■ Supplied records
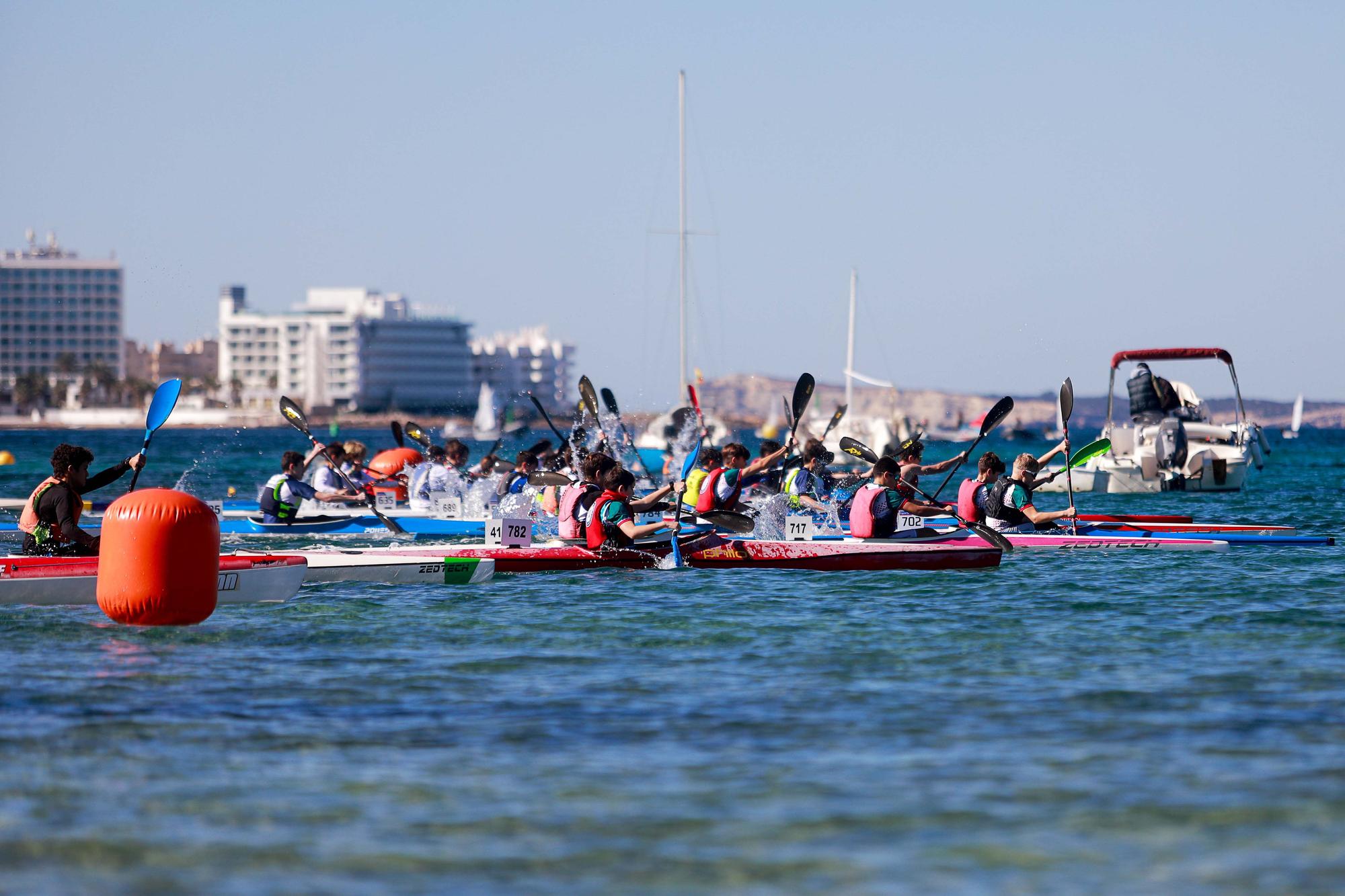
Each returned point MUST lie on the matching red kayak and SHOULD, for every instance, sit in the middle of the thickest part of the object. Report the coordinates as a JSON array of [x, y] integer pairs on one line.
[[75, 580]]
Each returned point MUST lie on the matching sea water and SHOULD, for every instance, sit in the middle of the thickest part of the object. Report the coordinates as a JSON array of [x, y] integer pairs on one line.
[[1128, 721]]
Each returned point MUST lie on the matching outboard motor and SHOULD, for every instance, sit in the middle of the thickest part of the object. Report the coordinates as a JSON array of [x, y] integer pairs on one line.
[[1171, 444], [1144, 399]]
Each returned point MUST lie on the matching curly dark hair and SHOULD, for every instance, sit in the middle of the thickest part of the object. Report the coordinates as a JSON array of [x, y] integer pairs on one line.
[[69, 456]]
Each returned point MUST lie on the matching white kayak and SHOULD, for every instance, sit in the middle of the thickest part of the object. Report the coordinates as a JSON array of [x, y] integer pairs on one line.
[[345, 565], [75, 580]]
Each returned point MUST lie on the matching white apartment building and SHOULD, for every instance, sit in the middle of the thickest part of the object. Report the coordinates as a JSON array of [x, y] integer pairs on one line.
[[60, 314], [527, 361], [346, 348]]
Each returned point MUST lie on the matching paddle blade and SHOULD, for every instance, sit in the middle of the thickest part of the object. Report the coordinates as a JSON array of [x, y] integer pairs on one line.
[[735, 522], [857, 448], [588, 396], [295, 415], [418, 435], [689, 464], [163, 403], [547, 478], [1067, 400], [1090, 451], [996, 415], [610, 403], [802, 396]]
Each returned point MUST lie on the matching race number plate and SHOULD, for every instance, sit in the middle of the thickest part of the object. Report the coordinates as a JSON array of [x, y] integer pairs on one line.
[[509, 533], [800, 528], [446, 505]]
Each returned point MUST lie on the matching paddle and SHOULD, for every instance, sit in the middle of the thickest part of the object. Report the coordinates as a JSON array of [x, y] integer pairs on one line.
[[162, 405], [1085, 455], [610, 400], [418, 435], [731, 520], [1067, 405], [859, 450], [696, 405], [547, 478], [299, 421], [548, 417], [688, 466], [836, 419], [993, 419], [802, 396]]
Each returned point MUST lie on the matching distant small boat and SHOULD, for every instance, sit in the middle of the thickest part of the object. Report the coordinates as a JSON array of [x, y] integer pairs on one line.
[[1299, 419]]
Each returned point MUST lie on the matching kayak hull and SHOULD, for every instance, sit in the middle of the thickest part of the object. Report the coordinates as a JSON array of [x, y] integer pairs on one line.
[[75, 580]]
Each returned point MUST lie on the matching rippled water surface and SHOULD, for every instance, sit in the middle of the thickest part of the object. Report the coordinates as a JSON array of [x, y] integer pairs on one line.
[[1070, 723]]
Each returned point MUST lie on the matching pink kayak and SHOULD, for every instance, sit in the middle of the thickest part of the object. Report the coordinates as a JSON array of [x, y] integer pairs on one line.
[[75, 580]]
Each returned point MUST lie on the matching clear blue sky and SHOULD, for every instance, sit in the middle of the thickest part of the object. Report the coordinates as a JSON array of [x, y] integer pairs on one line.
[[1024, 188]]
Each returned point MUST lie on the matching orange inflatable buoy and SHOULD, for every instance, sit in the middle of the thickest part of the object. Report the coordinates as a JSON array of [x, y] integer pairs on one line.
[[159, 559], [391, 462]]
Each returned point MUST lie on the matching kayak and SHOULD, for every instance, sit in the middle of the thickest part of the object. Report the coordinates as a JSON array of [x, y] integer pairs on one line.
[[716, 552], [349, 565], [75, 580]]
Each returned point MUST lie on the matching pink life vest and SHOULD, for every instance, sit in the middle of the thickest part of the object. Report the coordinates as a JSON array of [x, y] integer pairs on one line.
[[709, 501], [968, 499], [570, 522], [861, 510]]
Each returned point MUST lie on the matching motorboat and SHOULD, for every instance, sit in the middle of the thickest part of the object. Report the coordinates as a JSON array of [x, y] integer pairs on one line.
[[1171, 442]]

■ Exercise
Every record gets retyped exactly; no picture goes into the copy.

■ Expected answer
Each returned point MUST lie on the matching red kayak and SHOULD, for every instance, sit in the middle of the thickest part of the object. Report the coordinates as a JSON array of [x, y] integer pairs on one line.
[[75, 580]]
Each returned point MUST lie on the matching sea water and SHOULD, for every instance, sit in the middle of the thickest part of the object. Report the coordinates as a JSON array of [x, y] integer pairs on one line.
[[1128, 721]]
Each returned point MUST lie on the matching outboard motor and SHOULD, for every instance, sit in the middle of the thickest part of the object. Report the coordinates as a JSON array of [x, y] integer pairs on one line.
[[1171, 444], [1144, 399]]
Each returned point MUST lie on the matching curly dark hair and SHOULD, for every instance, sit in the middle of the thickest part of the object. Report the coordinates as a JSON array of [x, y] integer pairs on one line.
[[69, 456]]
Each returned point MUST lie on the matching white kayak and SHOULD, for every instance, sit in the middle of the thickest part of the object. Report the coordinates as a JSON array of [x, y] integer pairs on one line.
[[345, 565], [75, 580]]
Each returned point MUST lie on the matching white apartment building and SHOULD, for every instance, sit in the middle of the thickest part of the object. Report the coordinates as a JSON array of [x, y] integer pairs on one line.
[[60, 314], [527, 361], [346, 348]]
Each returned point MUST lie on the matching paddle blade and SHOULD, for every instance, sit in the middle of the thickest part of the object. Report the coordinates as a JSON array of [x, y] integer pairs on one line.
[[735, 522], [857, 448], [588, 396], [295, 415], [418, 435], [689, 464], [163, 403], [547, 478], [1067, 400], [1090, 451], [996, 415], [610, 403], [802, 396]]
Each returned point MUST lie on the matching race number plate and SHOULD, for every instance, sit in the middle of the thickest part of the object. Report the coordinates as a JSON array of [x, y] integer pairs on one line.
[[509, 533], [800, 528], [446, 505]]
Each returned point MUST lie on the matching paddle and SHOULD, for every instance, sit in the middle of the thickest part of the object. Report the coordinates as a JSON array of [x, y] integer pairs on one line.
[[162, 405], [1085, 455], [610, 400], [418, 435], [731, 520], [1067, 405], [859, 450], [696, 405], [547, 478], [299, 421], [548, 417], [688, 466], [836, 419], [993, 419], [802, 396]]
Each returned point MUST lie on the matching distant small boat and SHOULD, for every instance, sit in the middle of the thickest part of the object. Report the coordinates as a JSON array of [x, y] integer pairs on one line.
[[1299, 419]]
Each returned point MUST lie on the matching kayak hull and SHOULD, for every instance, sit in the middle of the thickest part of the object. Report the coordinates as a JSON array of [x, y] integer pairs on one line.
[[75, 580]]
Each returned point MUST lie on the matching rippled water surface and SHOULD, for every instance, sit in the middle of the thickest part of the object. Report the coordinates as a JSON array of [x, y] integer pairs on one line.
[[1070, 723]]
Each returned point MUST lie on the matching pink kayak and SHOULD, for every instance, sit in the middle of the thickest part of the object. Report the coordinates as a JSON array of [x, y] integer pairs on one line.
[[75, 580]]
Each returned point MUST lie on the matching clear blue sky and SHOULD, for every instance, sit in the middle of the thickest part of the object. Report the coordinates as a JSON array of [x, y] integer pairs on one line.
[[1024, 188]]
Each returned point MUST lie on the matching orange inflatable buoy and SHOULD, for every instance, sit in the middle of the thickest part of the object. Report the coordinates as a JSON array of [x, y] integer pairs on one line.
[[159, 559], [391, 462]]
Each returned point MUST lie on the matching kayak and SHOULD, for every instance, sit in the middle of the thickest part of the object. Report the coordinates as a JSON array of [x, y] integer pairs on one line.
[[716, 552], [349, 565], [75, 580]]
Each returned point MUST lie on the matching pink life vest and SHOULD, for every instance, sit in the middle of the thickest part of the object. Report the coordinates as a JSON array of [x, y] integer pairs on one line.
[[709, 501], [968, 499], [570, 522], [861, 510]]
Each returned point MUST lie on the matching motorboat and SHOULD, for every instance, sit in the middle of the thickest part of the object. Report the coordinates as a JSON array of [x, y] integer pairs on one line.
[[1171, 442]]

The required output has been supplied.